▶ _Objetivo 1_: Extrae de las entradas cada línea en la que aparezca la palabra "hand".

▶ _Artículo_:
—————

Ayelén Mazzina, la última ministra
Ayelén Mazzina, la última ministra de la cartera durante el gobierno de Alberto Fernández

Se suponía que más jerarquía y fondos públicos iban a implicar una mejor asistencia de las víctimas y sus familias, asesoramiento legal, acompañamiento para que no quedaran solas con sus denuncias y también prevenir la reproducción de conductas machistas que terminan engrosando la estadística y el drama. Pero la cartera, primero a cargo de Elisabeth Gómez Alcorta y luego de Ayelén Mazzina, fue una de las que más presupuesto subejecutó durante el gobierno saliente y pronto vio reducirse su partida incluso pese a la inflación, como si se hubiera asumido que su función era sólo retórica. La foto de Gómez Alcorta abrazando al golpista peruano Pedro Castillo, un dictador machirulo de manual –hoy detenido por su intentona fujimorista– que se oponía públicamente al aborto y al matrimonio igualitario, quedará para siempre como un legado patético de hasta dónde se sometió el espacio bien ganado por una causa justa y transversal al imperio de una ideología que nada tenía que ver con la igualdad.

Al final, la percepción de muchos de los que votaron este cambio tiene algo de sentido, porque el principal aporte fue discursivo –tanto, que pareciera que lo que más se lamenta de la desaparición del ministerio es la pérdida de los libros que editaron y por estos días circulan para su descarga gratuita–: sólo se trató de mostrar compromiso con el colectivo que llegó a tener la mayor capacidad de movilización del país y que ahora se desdibuja como el emoji del corazón frente al avance de un nuevo movimiento de la motosierra, capaz de limpiar la plaza que ensució antes de retirarse (una imagen poderosa frente al cliché sobrerrepresentado de la feminista sucia que hace sus necesidades en los edificios públicos) y hasta de vivar el ajuste y a la policía.

—————

▶ _Datos proporcionados_:

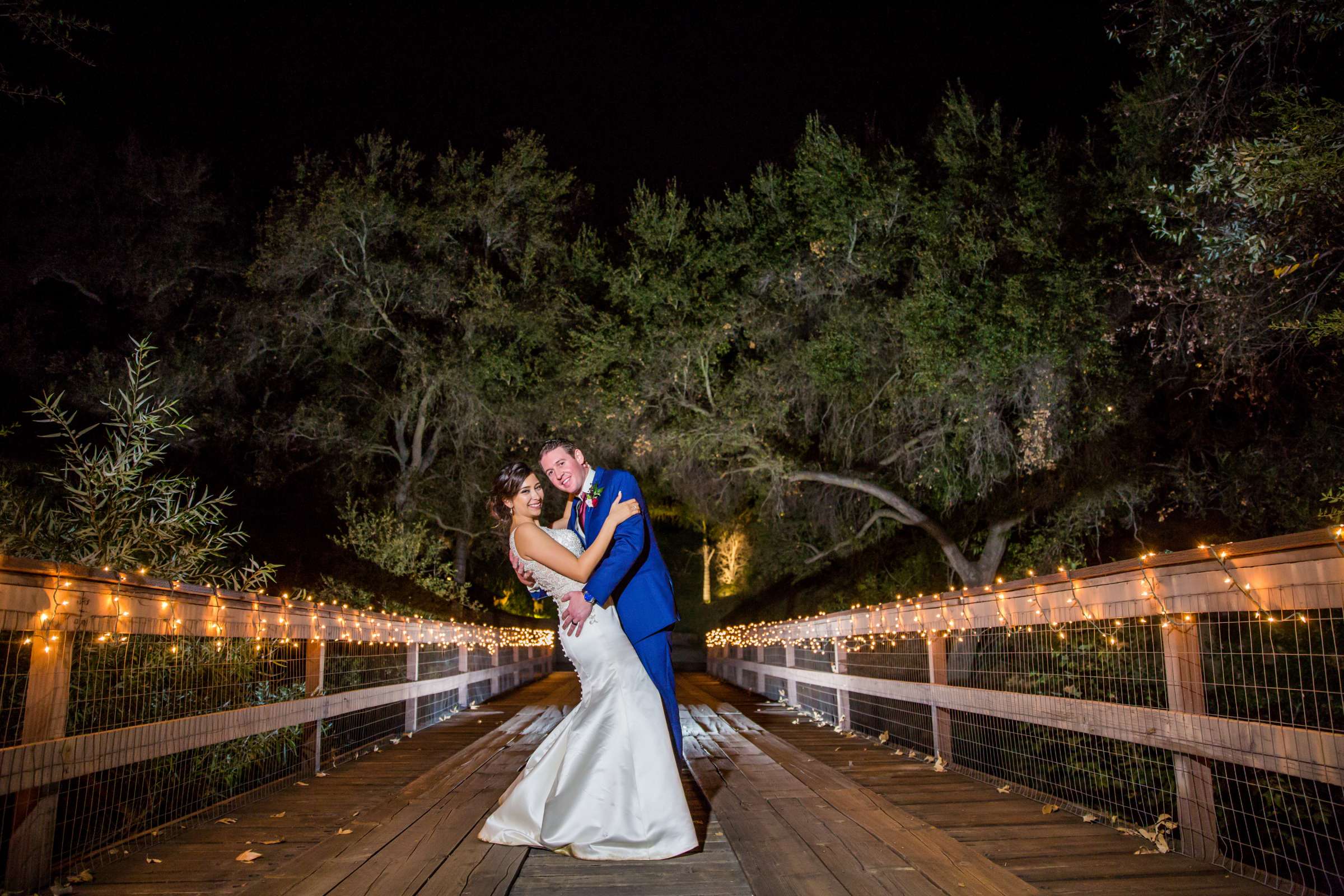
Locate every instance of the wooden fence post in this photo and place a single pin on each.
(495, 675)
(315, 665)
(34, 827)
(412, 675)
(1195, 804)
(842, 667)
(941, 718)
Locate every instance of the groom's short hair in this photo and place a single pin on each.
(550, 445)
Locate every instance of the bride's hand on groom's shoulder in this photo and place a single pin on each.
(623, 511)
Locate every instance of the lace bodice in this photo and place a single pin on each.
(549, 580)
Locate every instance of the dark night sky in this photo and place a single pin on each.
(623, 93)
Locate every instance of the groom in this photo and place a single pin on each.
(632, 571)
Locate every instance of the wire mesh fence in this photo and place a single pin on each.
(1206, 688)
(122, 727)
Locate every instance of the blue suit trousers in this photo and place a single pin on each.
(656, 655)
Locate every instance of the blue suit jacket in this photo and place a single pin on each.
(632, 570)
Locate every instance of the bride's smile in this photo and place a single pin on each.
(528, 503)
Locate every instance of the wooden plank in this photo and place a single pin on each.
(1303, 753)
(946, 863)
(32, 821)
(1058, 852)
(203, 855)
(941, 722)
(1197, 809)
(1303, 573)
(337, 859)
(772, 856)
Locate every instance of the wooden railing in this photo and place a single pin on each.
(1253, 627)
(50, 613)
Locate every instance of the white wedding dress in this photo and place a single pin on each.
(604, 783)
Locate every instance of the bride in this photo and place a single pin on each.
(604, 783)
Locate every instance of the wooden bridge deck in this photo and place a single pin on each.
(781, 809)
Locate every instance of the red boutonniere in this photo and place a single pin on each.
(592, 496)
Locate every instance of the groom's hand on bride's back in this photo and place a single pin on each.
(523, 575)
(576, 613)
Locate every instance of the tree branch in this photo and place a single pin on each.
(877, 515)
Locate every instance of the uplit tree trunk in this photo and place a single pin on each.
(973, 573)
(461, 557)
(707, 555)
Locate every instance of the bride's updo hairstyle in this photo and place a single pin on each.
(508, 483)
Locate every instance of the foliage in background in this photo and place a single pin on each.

—————

▶ _Objetivo 2_: Duplica el artículo completo sin alterar ni una palabra.

▶ _Respuesta escrita 1_:
Locate every instance of the bride's hand on groom's shoulder in this photo and place a single pin on each.
Locate every instance of the groom's hand on bride's back in this photo and place a single pin on each.

▶ _Respuesta escrita 2_:
Ayelén Mazzina, la última ministra
Ayelén Mazzina, la última ministra de la cartera durante el gobierno de Alberto Fernández

Se suponía que más jerarquía y fondos públicos iban a implicar una mejor asistencia de las víctimas y sus familias, asesoramiento legal, acompañamiento para que no quedaran solas con sus denuncias y también prevenir la reproducción de conductas machistas que terminan engrosando la estadística y el drama. Pero la cartera, primero a cargo de Elisabeth Gómez Alcorta y luego de Ayelén Mazzina, fue una de las que más presupuesto subejecutó durante el gobierno saliente y pronto vio reducirse su partida incluso pese a la inflación, como si se hubiera asumido que su función era sólo retórica. La foto de Gómez Alcorta abrazando al golpista peruano Pedro Castillo, un dictador machirulo de manual –hoy detenido por su intentona fujimorista– que se oponía públicamente al aborto y al matrimonio igualitario, quedará para siempre como un legado patético de hasta dónde se sometió el espacio bien ganado por una causa justa y transversal al imperio de una ideología que nada tenía que ver con la igualdad.

Al final, la percepción de muchos de los que votaron este cambio tiene algo de sentido, porque el principal aporte fue discursivo –tanto, que pareciera que lo que más se lamenta de la desaparición del ministerio es la pérdida de los libros que editaron y por estos días circulan para su descarga gratuita–: sólo se trató de mostrar compromiso con el colectivo que llegó a tener la mayor capacidad de movilización del país y que ahora se desdibuja como el emoji del corazón frente al avance de un nuevo movimiento de la motosierra, capaz de limpiar la plaza que ensució antes de retirarse (una imagen poderosa frente al cliché sobrerrepresentado de la feminista sucia que hace sus necesidades en los edificios públicos) y hasta de vivar el ajuste y a la policía.